## Objetivo:
Pasa al inglés esta oración del fragmento sobre la pintura de Ismail: «Los cánones estéticos nunca son neutrales; reflejan y refuerzan jerarquías sociales, raciales y económicas».

## Fragmento proporcionado:
Esta dimensión sociológica del trabajo de Ismail se manifiesta particularmente en su serie de obras monocromas azules, creadas durante su residencia en la galería Efie de Dubái en 2023. Al cubrir sus figuras con un azul lapislázuli uniforme, el artista borra los marcadores raciales de sus personajes. Ya no son ni negros ni blancos, ni claramente identificables con un origen geográfico preciso. Esta operación cromática universaliza los rostros al tiempo que preserva su carga expresiva. El azul, color tradicionalmente asociado al poder real, a la profundidad y a la espiritualidad, confiere a las figuras una dignidad paradójica. Permanecen grotescas en su forma, pero nobles en su presentación. Esta tensión entre forma y color, entre fealdad estructural y belleza cromática, intensifica aún más la reflexión sobre los criterios del juicio estético.
El enfoque de Ismail se inscribe en una interrogación más amplia sobre lo que significa ser visto, ser reconocido como sujeto en las sociedades contemporáneas. Goffman destacaba que la identidad siempre se construye en la interacción, en la mirada del otro. Las personas estigmatizadas deben gestionar constantemente la información que muestran, controlar su presentación para minimizar el desprestigio. Viven en lo que Goffman llama “contactos mixtos”, esas interacciones tensas entre “normales” y estigmatizados donde cada uno debe negociar su lugar. Las figuras pintadas por Ismail rechazan esta negociación. No buscan adaptarse a la mirada del espectador, ni hacerse aceptables. Imponen su presencia con una frontalidad que no deja escapatoria. El espectador no puede apartar la vista, no puede ignorar lo que ve. Está obligado a posicionarse frente a esos rostros que lo desafían.
Esta estrategia visual coincide con lo que el artista describe él mismo como una voluntad de hacer declaraciones polémicas sobre las circunstancias sociopolíticas contemporáneas. Sus lienzos no son simples estudios formales: constituyen intervenciones críticas en los debates sobre identidad, raza, poder y representación. Al elegir pintar lo grotesco, Ismail aborda una cuestión política fundamental: ¿quién tiene derecho a ser considerado bello, digno de ser representado en el arte? Los cánones estéticos nunca son neutrales; reflejan y refuerzan jerarquías sociales, raciales y económicas. Al cuestionarlos frontalmente, el artista ghanés participa en una lucha más amplia por el reconocimiento y la dignidad.

## Datos proporcionados:
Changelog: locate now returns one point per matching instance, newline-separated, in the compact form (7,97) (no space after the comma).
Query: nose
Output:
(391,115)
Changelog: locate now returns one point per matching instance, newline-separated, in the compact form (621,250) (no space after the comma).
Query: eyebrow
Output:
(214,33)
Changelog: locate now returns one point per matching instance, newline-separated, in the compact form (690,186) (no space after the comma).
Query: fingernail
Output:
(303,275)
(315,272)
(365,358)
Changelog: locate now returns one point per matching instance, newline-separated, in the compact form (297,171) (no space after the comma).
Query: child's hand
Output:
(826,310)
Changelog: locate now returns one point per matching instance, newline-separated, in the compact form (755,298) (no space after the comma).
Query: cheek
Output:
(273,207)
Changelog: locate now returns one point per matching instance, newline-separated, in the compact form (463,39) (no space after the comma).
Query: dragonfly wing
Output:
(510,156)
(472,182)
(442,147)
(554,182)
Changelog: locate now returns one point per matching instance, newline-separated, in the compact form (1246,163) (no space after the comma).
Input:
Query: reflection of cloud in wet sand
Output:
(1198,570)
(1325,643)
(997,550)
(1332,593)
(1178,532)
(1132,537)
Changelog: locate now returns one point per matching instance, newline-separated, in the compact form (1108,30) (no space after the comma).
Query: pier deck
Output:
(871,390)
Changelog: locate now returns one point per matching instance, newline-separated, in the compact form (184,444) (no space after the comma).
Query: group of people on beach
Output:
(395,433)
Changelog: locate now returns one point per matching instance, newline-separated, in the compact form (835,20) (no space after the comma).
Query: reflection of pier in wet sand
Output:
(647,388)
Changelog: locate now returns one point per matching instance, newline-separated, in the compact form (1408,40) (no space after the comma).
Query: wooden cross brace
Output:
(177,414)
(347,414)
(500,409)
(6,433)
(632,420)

## Respuesta desarrollada:
Aesthetic canons are never neutral; they reflect and reinforce social, racial, and economic hierarchies.